Barcelona architecture

Here you’ll find our top architecture highlights in Barcelona, not just Gaudí.

Ruta del Modernisme

The “Ruta del Modernismo” (The Modernisme Route of Barcelona) takes you on an itinerary of 115 of Barcelona’s fascinating modernista architecture sites, not just the famous buildings like the Pedrera (aka the Casa Milà) and the Casa Batllò on the Passeig de Gracia (and just about every postcard of Barcelona) but also shops and streetlamps and the like. And not just Gaudí either, with the work of Domènech i Montaner and Puig i Cadafalch also being well-represented.

Not so hot: The queues to get into some of the more famous buildings

Casa Amatller

Built 1898-1900 for Antoni Amatller, who’d got exceeding rich manufacturing chocolate, and who must have been mightily pissed off when, under 5 years later, that Gaudí chap came along to build right next door.

The Casa Amatller is one of the three principal buildings making up the Manzana de la Discordia, together with the Casa Lleó Morera and the Casa Batlló (that Gaudí chap).

# # # #

■ Exercises to complete:
1. In the Barcelona architecture text, condense the paragraph beginning "The “Ruta del Modernismo”" into a short bulleted list of its main facts.
2. According to the Barcelona architecture text, in what years was the Casa Amatller built?
3. In the Barcelona architecture text, retype the passage starting at "Here you’ll find" and ending at "right next door.".

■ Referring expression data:
# # # #

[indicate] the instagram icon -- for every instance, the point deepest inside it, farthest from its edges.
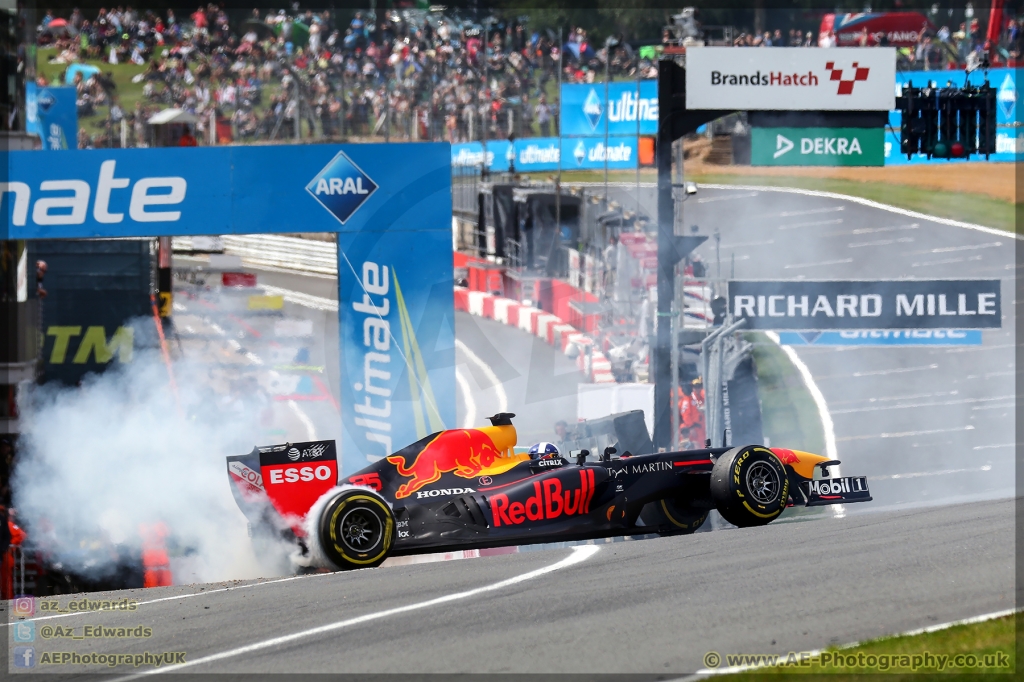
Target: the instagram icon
(25, 606)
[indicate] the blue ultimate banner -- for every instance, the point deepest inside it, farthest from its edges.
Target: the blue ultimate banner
(545, 154)
(585, 111)
(390, 205)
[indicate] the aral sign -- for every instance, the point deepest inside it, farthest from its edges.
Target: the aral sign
(817, 146)
(791, 79)
(389, 204)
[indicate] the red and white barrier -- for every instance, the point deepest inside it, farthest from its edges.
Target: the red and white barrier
(543, 325)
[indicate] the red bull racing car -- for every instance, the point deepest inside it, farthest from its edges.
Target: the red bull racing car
(467, 488)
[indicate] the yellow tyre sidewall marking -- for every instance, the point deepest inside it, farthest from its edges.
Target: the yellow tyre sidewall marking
(388, 528)
(785, 483)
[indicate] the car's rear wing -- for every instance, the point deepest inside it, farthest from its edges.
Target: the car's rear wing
(291, 477)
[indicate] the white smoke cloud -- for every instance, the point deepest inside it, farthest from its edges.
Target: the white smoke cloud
(120, 451)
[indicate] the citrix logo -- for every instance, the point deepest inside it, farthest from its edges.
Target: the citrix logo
(59, 209)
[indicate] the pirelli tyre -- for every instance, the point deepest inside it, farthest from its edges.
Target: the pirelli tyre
(356, 529)
(750, 485)
(673, 516)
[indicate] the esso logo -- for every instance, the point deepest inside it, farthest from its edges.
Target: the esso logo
(296, 474)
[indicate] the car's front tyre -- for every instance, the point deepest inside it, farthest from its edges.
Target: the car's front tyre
(356, 529)
(750, 485)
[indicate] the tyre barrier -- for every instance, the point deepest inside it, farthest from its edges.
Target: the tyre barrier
(543, 325)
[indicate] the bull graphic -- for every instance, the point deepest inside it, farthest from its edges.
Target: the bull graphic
(463, 452)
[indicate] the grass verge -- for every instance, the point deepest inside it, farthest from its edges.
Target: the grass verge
(961, 653)
(787, 411)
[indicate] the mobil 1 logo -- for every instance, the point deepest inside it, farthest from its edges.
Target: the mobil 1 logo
(867, 304)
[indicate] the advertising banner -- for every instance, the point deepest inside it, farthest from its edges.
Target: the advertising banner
(51, 113)
(390, 205)
(545, 154)
(791, 79)
(1009, 135)
(465, 155)
(585, 111)
(397, 339)
(590, 153)
(817, 146)
(867, 304)
(910, 337)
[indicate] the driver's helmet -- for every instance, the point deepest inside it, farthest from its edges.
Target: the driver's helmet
(543, 451)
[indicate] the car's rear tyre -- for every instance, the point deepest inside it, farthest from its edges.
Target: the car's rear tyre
(673, 517)
(750, 485)
(356, 529)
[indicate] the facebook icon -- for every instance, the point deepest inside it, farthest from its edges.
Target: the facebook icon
(25, 656)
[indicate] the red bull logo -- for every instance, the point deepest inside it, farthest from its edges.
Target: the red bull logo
(464, 452)
(549, 502)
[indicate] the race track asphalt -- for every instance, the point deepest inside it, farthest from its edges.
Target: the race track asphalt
(911, 558)
(927, 424)
(652, 606)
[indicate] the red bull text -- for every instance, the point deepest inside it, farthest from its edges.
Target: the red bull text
(549, 502)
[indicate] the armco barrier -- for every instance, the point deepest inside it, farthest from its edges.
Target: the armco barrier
(543, 325)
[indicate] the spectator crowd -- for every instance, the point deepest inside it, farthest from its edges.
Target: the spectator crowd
(413, 75)
(410, 75)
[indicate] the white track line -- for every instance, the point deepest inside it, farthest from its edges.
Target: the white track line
(870, 204)
(825, 195)
(503, 398)
(467, 395)
(839, 511)
(304, 418)
(580, 554)
(709, 672)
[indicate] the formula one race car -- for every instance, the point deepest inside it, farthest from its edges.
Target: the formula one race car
(467, 488)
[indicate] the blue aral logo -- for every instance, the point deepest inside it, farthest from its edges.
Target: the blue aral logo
(1007, 96)
(592, 109)
(580, 153)
(341, 187)
(45, 100)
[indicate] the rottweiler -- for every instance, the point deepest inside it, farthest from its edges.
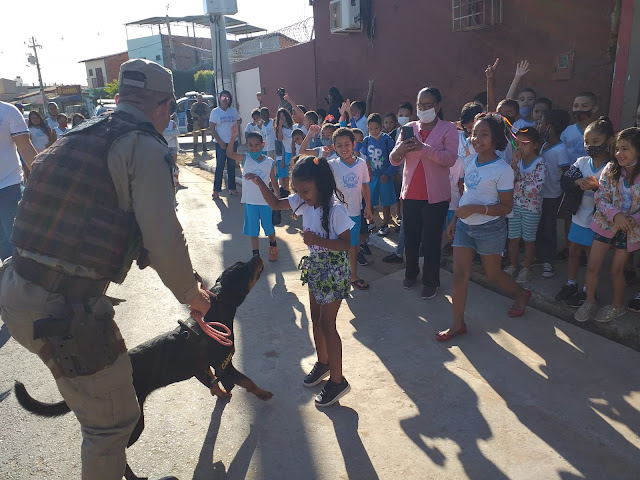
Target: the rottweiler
(183, 353)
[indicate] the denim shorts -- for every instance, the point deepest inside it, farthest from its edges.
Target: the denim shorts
(486, 239)
(619, 240)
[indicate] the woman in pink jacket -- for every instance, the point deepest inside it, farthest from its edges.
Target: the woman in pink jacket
(428, 152)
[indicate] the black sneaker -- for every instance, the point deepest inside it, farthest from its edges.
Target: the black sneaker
(332, 392)
(634, 303)
(392, 258)
(319, 372)
(577, 300)
(566, 292)
(362, 260)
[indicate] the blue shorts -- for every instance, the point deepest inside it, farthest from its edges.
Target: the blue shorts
(524, 224)
(486, 239)
(283, 172)
(382, 193)
(253, 216)
(581, 235)
(355, 230)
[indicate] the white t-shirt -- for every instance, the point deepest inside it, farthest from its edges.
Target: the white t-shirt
(270, 136)
(482, 183)
(522, 123)
(457, 171)
(584, 215)
(349, 179)
(555, 157)
(339, 221)
(286, 139)
(573, 139)
(38, 138)
(250, 192)
(171, 133)
(12, 124)
(455, 174)
(53, 124)
(224, 120)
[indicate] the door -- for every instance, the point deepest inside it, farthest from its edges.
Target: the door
(247, 85)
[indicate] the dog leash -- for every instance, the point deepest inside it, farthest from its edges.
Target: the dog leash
(222, 337)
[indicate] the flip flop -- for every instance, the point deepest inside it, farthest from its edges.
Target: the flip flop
(515, 312)
(445, 337)
(360, 284)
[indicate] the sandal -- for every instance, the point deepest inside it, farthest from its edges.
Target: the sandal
(446, 336)
(360, 284)
(518, 312)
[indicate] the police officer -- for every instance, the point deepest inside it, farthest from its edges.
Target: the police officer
(96, 200)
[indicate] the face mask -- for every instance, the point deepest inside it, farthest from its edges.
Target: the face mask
(427, 116)
(525, 112)
(596, 150)
(579, 115)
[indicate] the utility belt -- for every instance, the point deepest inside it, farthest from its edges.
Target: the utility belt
(81, 343)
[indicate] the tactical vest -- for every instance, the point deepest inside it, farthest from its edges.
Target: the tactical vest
(69, 209)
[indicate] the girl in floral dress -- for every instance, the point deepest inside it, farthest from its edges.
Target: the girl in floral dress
(326, 269)
(529, 174)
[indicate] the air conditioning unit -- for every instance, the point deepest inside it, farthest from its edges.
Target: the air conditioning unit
(344, 16)
(221, 7)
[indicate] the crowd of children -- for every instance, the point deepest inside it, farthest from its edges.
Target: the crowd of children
(513, 175)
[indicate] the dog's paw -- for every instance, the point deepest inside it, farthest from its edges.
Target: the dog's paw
(263, 394)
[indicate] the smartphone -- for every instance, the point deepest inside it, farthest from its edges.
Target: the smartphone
(407, 132)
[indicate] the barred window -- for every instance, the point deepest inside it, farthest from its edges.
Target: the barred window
(475, 14)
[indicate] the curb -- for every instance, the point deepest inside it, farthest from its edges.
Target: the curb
(626, 333)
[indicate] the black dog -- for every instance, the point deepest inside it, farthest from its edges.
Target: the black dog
(183, 353)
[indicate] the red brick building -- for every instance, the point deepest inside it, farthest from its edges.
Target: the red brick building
(405, 46)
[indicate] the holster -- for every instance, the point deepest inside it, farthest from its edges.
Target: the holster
(82, 343)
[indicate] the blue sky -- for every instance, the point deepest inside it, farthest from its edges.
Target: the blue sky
(70, 31)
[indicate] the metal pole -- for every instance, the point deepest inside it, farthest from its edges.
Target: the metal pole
(172, 52)
(35, 47)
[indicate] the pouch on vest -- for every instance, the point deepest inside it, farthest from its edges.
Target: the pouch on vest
(82, 344)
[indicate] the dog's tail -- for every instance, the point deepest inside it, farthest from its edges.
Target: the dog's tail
(35, 406)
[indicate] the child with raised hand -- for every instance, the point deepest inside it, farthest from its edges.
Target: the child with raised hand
(269, 132)
(284, 129)
(530, 172)
(377, 147)
(352, 178)
(478, 225)
(583, 179)
(616, 222)
(585, 107)
(256, 209)
(555, 155)
(326, 269)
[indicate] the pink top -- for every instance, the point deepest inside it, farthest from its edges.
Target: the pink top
(435, 159)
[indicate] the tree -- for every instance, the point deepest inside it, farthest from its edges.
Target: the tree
(110, 89)
(203, 80)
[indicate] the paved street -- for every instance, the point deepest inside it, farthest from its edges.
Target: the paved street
(532, 398)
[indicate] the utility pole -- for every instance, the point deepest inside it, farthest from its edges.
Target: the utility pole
(33, 60)
(172, 52)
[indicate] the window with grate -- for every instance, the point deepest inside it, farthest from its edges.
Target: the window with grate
(475, 14)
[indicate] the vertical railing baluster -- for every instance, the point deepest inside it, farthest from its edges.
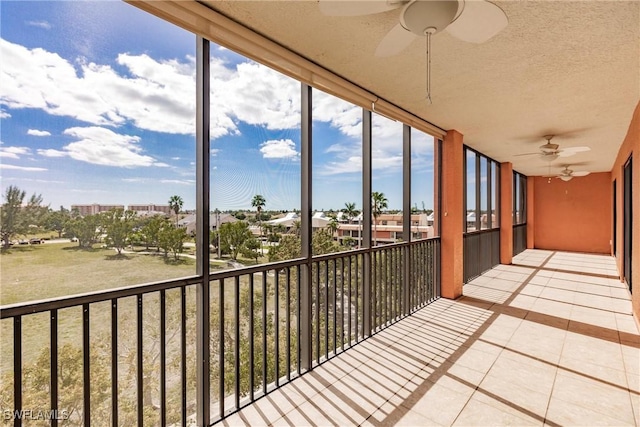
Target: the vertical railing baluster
(86, 366)
(114, 361)
(318, 307)
(264, 332)
(335, 306)
(140, 376)
(276, 338)
(298, 320)
(163, 358)
(236, 350)
(350, 298)
(288, 320)
(17, 368)
(183, 354)
(53, 365)
(359, 280)
(385, 282)
(342, 280)
(251, 343)
(374, 292)
(221, 336)
(326, 309)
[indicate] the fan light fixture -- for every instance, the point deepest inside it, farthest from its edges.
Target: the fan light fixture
(549, 157)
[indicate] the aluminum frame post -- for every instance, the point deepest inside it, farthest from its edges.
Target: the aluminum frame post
(203, 352)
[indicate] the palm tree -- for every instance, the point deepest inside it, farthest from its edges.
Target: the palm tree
(333, 225)
(351, 212)
(379, 203)
(258, 202)
(175, 204)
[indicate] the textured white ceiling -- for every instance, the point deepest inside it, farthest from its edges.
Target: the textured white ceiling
(568, 68)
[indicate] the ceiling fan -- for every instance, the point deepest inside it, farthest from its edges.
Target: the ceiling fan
(474, 21)
(568, 174)
(550, 151)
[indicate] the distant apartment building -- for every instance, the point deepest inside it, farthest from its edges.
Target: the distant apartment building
(94, 209)
(166, 209)
(387, 228)
(189, 221)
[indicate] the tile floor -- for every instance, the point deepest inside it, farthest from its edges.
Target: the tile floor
(549, 340)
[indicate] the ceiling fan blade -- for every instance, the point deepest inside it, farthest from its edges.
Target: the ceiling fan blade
(357, 7)
(576, 149)
(479, 21)
(395, 41)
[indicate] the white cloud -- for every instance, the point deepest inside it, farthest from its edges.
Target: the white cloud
(155, 96)
(254, 94)
(40, 24)
(279, 149)
(50, 152)
(14, 152)
(102, 146)
(35, 132)
(178, 181)
(21, 168)
(345, 117)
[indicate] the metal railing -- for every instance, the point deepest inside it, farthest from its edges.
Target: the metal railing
(481, 252)
(128, 356)
(519, 238)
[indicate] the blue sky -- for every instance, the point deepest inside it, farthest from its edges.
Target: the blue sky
(97, 105)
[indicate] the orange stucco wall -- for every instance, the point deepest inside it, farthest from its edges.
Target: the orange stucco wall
(630, 147)
(451, 276)
(573, 215)
(506, 213)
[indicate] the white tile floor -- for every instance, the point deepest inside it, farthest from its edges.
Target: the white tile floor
(549, 340)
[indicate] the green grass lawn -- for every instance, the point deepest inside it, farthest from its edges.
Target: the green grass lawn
(36, 272)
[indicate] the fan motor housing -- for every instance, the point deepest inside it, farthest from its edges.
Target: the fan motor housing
(433, 16)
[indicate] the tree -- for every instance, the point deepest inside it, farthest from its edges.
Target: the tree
(250, 248)
(350, 211)
(171, 239)
(258, 202)
(85, 229)
(379, 202)
(118, 225)
(11, 224)
(57, 220)
(151, 230)
(176, 203)
(233, 237)
(14, 218)
(333, 225)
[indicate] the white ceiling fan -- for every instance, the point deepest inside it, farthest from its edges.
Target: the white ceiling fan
(550, 151)
(474, 21)
(568, 174)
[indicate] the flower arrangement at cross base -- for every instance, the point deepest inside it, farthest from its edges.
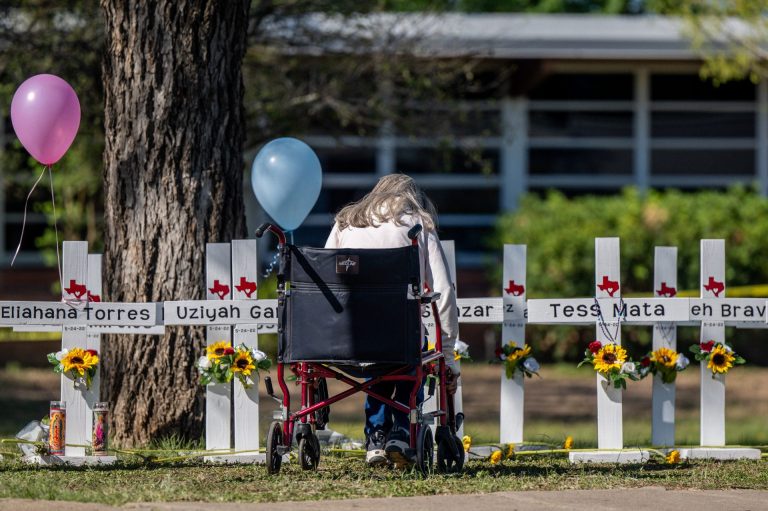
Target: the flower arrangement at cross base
(222, 362)
(461, 351)
(611, 361)
(515, 358)
(77, 363)
(665, 362)
(719, 356)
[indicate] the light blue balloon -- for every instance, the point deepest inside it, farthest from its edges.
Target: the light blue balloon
(286, 178)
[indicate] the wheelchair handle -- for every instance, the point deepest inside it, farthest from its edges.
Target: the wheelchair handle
(414, 231)
(273, 229)
(260, 231)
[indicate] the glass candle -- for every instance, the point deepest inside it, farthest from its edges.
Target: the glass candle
(57, 427)
(100, 434)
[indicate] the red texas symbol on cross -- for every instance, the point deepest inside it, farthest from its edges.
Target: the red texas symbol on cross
(246, 287)
(609, 286)
(75, 289)
(667, 291)
(514, 289)
(219, 289)
(714, 286)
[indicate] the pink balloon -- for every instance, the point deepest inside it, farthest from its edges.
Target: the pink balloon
(45, 113)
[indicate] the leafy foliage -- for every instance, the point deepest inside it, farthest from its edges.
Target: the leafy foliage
(729, 34)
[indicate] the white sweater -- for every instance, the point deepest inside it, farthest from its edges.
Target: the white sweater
(434, 267)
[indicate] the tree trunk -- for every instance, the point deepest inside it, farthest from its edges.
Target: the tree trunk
(173, 177)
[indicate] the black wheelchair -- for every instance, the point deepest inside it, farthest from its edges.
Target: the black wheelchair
(354, 315)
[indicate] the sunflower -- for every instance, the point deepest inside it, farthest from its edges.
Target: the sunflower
(665, 357)
(720, 360)
(217, 350)
(673, 457)
(243, 363)
(79, 361)
(610, 356)
(519, 353)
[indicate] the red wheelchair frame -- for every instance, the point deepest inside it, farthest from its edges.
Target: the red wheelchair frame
(311, 376)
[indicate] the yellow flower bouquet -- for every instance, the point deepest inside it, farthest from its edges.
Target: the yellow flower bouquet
(611, 361)
(77, 363)
(222, 362)
(665, 362)
(515, 358)
(719, 356)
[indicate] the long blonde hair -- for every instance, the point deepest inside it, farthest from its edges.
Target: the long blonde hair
(394, 196)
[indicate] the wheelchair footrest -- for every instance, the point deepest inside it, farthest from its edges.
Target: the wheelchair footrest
(432, 415)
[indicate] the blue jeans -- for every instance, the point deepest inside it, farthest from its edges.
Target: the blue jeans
(381, 416)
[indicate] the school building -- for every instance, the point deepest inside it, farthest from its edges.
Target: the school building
(583, 104)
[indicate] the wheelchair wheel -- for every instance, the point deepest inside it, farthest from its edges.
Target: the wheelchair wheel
(425, 450)
(448, 461)
(309, 452)
(274, 439)
(321, 394)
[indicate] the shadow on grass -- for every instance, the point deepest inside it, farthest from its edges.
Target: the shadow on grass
(18, 412)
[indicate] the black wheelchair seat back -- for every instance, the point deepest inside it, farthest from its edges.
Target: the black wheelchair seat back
(350, 306)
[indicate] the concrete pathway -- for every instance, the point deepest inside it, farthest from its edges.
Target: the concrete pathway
(636, 499)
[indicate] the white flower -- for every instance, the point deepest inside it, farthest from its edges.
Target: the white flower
(530, 364)
(628, 368)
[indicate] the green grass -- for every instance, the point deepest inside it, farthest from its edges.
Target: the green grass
(746, 431)
(340, 478)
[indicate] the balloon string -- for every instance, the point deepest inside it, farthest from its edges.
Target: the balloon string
(56, 230)
(24, 222)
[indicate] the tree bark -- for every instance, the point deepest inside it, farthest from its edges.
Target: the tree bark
(173, 177)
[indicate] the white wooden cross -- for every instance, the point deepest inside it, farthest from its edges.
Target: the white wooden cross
(714, 311)
(664, 336)
(81, 317)
(231, 301)
(512, 398)
(608, 310)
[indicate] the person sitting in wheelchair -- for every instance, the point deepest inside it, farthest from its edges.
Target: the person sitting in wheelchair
(382, 219)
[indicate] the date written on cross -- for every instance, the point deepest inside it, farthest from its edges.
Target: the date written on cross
(639, 310)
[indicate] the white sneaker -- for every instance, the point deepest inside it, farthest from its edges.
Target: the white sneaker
(374, 445)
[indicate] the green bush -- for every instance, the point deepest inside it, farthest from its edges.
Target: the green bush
(560, 233)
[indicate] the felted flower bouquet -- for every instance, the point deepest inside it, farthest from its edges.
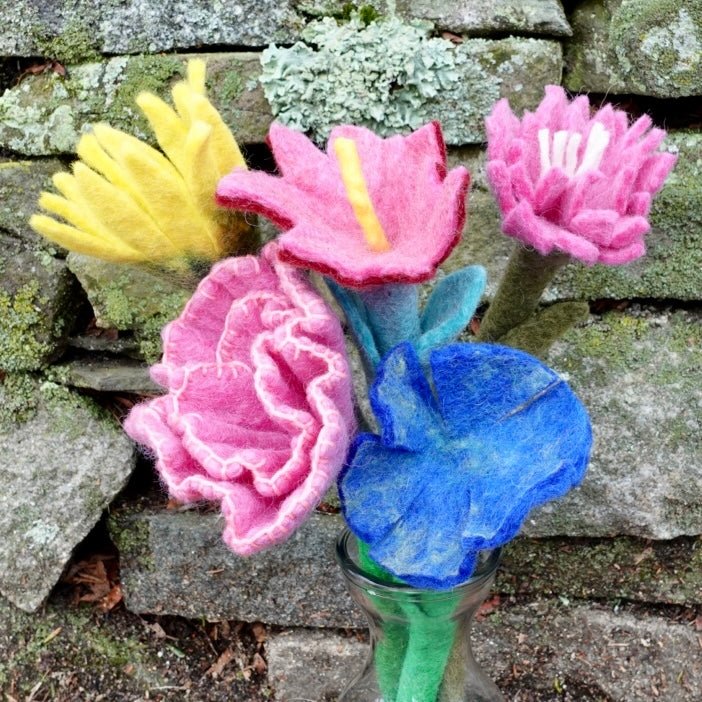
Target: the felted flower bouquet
(258, 411)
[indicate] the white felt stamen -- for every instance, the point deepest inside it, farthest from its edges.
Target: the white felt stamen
(559, 143)
(596, 144)
(544, 149)
(572, 153)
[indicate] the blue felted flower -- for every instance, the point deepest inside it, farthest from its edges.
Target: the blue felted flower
(383, 316)
(461, 462)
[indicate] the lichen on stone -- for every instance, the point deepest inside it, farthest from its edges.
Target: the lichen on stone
(389, 75)
(23, 345)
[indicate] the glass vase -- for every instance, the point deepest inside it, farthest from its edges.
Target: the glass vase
(420, 647)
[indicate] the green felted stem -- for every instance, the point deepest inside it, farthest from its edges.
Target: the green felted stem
(393, 313)
(524, 280)
(542, 329)
(390, 648)
(431, 637)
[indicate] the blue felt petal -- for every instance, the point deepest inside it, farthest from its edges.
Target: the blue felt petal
(357, 319)
(377, 486)
(478, 383)
(516, 436)
(402, 401)
(393, 314)
(450, 308)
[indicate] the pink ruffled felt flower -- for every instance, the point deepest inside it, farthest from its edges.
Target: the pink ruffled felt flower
(580, 184)
(258, 414)
(366, 212)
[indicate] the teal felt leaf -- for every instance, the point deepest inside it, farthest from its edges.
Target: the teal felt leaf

# # # #

■ Answers by item:
1.
- The Ruta del Modernisme (Modernisme Route of Barcelona) is an itinerary of 115 modernista architecture sites in Barcelona.
- It covers famous buildings such as the Pedrera (Casa Milà) and the Casa Batllò on the Passeig de Gracia.
- It also includes shops, streetlamps and similar sites.
- Besides Gaudí, it features work by Domènech i Montaner and Puig i Cadafalch.

2. 1898 to 1900.

3.
Here you’ll find our top architecture highlights in Barcelona, not just Gaudí.

Ruta del Modernisme

The “Ruta del Modernismo” (The Modernisme Route of Barcelona) takes you on an itinerary of 115 of Barcelona’s fascinating modernista architecture sites, not just the famous buildings like the Pedrera (aka the Casa Milà) and the Casa Batllò on the Passeig de Gracia (and just about every postcard of Barcelona) but also shops and streetlamps and the like. And not just Gaudí either, with the work of Domènech i Montaner and Puig i Cadafalch also being well-represented.

Not so hot: The queues to get into some of the more famous buildings

Casa Amatller

Built 1898-1900 for Antoni Amatller, who’d got exceeding rich manufacturing chocolate, and who must have been mightily pissed off when, under 5 years later, that Gaudí chap came along to build right next door.